Top of Source records
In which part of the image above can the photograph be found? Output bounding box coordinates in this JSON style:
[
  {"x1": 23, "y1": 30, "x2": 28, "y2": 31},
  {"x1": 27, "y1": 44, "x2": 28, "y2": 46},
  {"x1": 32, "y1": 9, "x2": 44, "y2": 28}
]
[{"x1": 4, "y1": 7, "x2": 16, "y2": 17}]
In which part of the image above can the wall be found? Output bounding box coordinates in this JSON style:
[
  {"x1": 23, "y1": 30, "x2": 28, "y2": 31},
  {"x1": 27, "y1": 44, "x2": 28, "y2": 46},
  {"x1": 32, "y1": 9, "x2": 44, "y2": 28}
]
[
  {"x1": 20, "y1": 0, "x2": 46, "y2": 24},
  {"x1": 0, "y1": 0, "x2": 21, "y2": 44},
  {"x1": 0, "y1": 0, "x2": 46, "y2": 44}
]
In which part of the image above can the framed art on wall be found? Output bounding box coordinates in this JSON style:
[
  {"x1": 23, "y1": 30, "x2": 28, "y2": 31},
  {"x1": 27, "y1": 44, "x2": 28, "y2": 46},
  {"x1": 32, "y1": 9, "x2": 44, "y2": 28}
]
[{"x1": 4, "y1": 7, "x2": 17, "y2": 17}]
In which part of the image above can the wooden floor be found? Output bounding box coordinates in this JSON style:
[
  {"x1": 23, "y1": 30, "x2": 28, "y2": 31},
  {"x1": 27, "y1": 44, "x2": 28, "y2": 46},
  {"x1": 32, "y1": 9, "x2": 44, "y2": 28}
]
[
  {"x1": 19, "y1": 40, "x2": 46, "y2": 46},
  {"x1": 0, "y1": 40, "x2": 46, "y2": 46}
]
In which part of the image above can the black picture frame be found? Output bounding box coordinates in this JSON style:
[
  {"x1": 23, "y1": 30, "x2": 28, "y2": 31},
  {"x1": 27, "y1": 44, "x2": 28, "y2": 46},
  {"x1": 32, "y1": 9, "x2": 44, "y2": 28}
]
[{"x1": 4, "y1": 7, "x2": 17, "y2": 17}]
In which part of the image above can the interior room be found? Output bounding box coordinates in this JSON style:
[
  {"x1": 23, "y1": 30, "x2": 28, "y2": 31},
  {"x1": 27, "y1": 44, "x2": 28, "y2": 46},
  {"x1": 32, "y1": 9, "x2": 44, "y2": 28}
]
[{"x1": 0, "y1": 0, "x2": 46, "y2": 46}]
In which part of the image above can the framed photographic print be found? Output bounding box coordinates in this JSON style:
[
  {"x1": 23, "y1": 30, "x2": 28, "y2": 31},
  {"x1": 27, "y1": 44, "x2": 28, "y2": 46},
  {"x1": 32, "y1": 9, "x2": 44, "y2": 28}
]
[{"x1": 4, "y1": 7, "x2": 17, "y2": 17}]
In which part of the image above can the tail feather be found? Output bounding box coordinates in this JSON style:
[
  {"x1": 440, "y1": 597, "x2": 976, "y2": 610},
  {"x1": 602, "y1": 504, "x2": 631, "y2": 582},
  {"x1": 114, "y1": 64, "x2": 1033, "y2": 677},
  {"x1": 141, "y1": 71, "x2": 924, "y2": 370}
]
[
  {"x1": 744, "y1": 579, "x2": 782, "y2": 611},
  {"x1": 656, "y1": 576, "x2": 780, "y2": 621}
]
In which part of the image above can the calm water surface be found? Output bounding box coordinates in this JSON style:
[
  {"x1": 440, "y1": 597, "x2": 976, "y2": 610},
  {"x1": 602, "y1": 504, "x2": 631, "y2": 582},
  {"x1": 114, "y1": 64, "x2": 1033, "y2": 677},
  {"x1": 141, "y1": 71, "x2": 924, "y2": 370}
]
Bottom of Source records
Task to carry out – The task calls for each record to be returned verbatim.

Response box –
In which part of the image above can the photograph be found? Output bounding box coordinates in this JSON style:
[
  {"x1": 23, "y1": 30, "x2": 28, "y2": 31},
  {"x1": 27, "y1": 44, "x2": 28, "y2": 46},
  {"x1": 32, "y1": 9, "x2": 44, "y2": 28}
]
[{"x1": 4, "y1": 7, "x2": 16, "y2": 17}]
In which part of the image above can the wall be found? Output bounding box coordinates in this JSON style:
[
  {"x1": 23, "y1": 30, "x2": 28, "y2": 31},
  {"x1": 27, "y1": 44, "x2": 28, "y2": 46},
  {"x1": 32, "y1": 9, "x2": 44, "y2": 28}
]
[
  {"x1": 20, "y1": 0, "x2": 46, "y2": 24},
  {"x1": 0, "y1": 0, "x2": 21, "y2": 44},
  {"x1": 0, "y1": 0, "x2": 46, "y2": 44}
]
In which part of the image above can the framed art on wall be found? Output bounding box coordinates in this JSON style:
[
  {"x1": 23, "y1": 30, "x2": 28, "y2": 31},
  {"x1": 27, "y1": 44, "x2": 28, "y2": 46},
  {"x1": 32, "y1": 9, "x2": 44, "y2": 28}
]
[{"x1": 4, "y1": 7, "x2": 17, "y2": 17}]
In which part of the image above can the wooden floor be found? Output bounding box coordinates in this JSON style:
[
  {"x1": 23, "y1": 30, "x2": 28, "y2": 31},
  {"x1": 27, "y1": 44, "x2": 28, "y2": 46},
  {"x1": 32, "y1": 9, "x2": 44, "y2": 28}
]
[
  {"x1": 19, "y1": 40, "x2": 46, "y2": 46},
  {"x1": 0, "y1": 40, "x2": 46, "y2": 46}
]
In which part of the image above can the black picture frame be found? Output bounding box coordinates in this JSON style:
[
  {"x1": 23, "y1": 30, "x2": 28, "y2": 31},
  {"x1": 27, "y1": 44, "x2": 28, "y2": 46},
  {"x1": 32, "y1": 9, "x2": 44, "y2": 28}
]
[{"x1": 4, "y1": 7, "x2": 17, "y2": 17}]
In which part of the image above can the interior room be found? Output bounding box coordinates in this JSON style:
[
  {"x1": 23, "y1": 30, "x2": 28, "y2": 31},
  {"x1": 27, "y1": 44, "x2": 28, "y2": 46},
  {"x1": 32, "y1": 9, "x2": 44, "y2": 28}
]
[{"x1": 0, "y1": 0, "x2": 46, "y2": 46}]
In which part of the image above can the framed photographic print be found? Output bounding box coordinates in this JSON style:
[
  {"x1": 23, "y1": 30, "x2": 28, "y2": 31},
  {"x1": 27, "y1": 44, "x2": 28, "y2": 46},
  {"x1": 32, "y1": 9, "x2": 44, "y2": 28}
]
[{"x1": 4, "y1": 7, "x2": 17, "y2": 17}]
In which part of the image above can the tail feather be found? Output bounding box coordinates in this JSON style:
[
  {"x1": 440, "y1": 597, "x2": 976, "y2": 610},
  {"x1": 602, "y1": 504, "x2": 631, "y2": 582},
  {"x1": 114, "y1": 64, "x2": 1033, "y2": 677},
  {"x1": 141, "y1": 71, "x2": 924, "y2": 370}
]
[
  {"x1": 744, "y1": 579, "x2": 782, "y2": 611},
  {"x1": 656, "y1": 576, "x2": 780, "y2": 621}
]
In which part of the image above can the calm water surface be found? Output bounding box coordinates in this JSON style:
[
  {"x1": 440, "y1": 597, "x2": 976, "y2": 610},
  {"x1": 602, "y1": 504, "x2": 631, "y2": 582},
  {"x1": 114, "y1": 64, "x2": 1033, "y2": 677},
  {"x1": 141, "y1": 71, "x2": 924, "y2": 370}
]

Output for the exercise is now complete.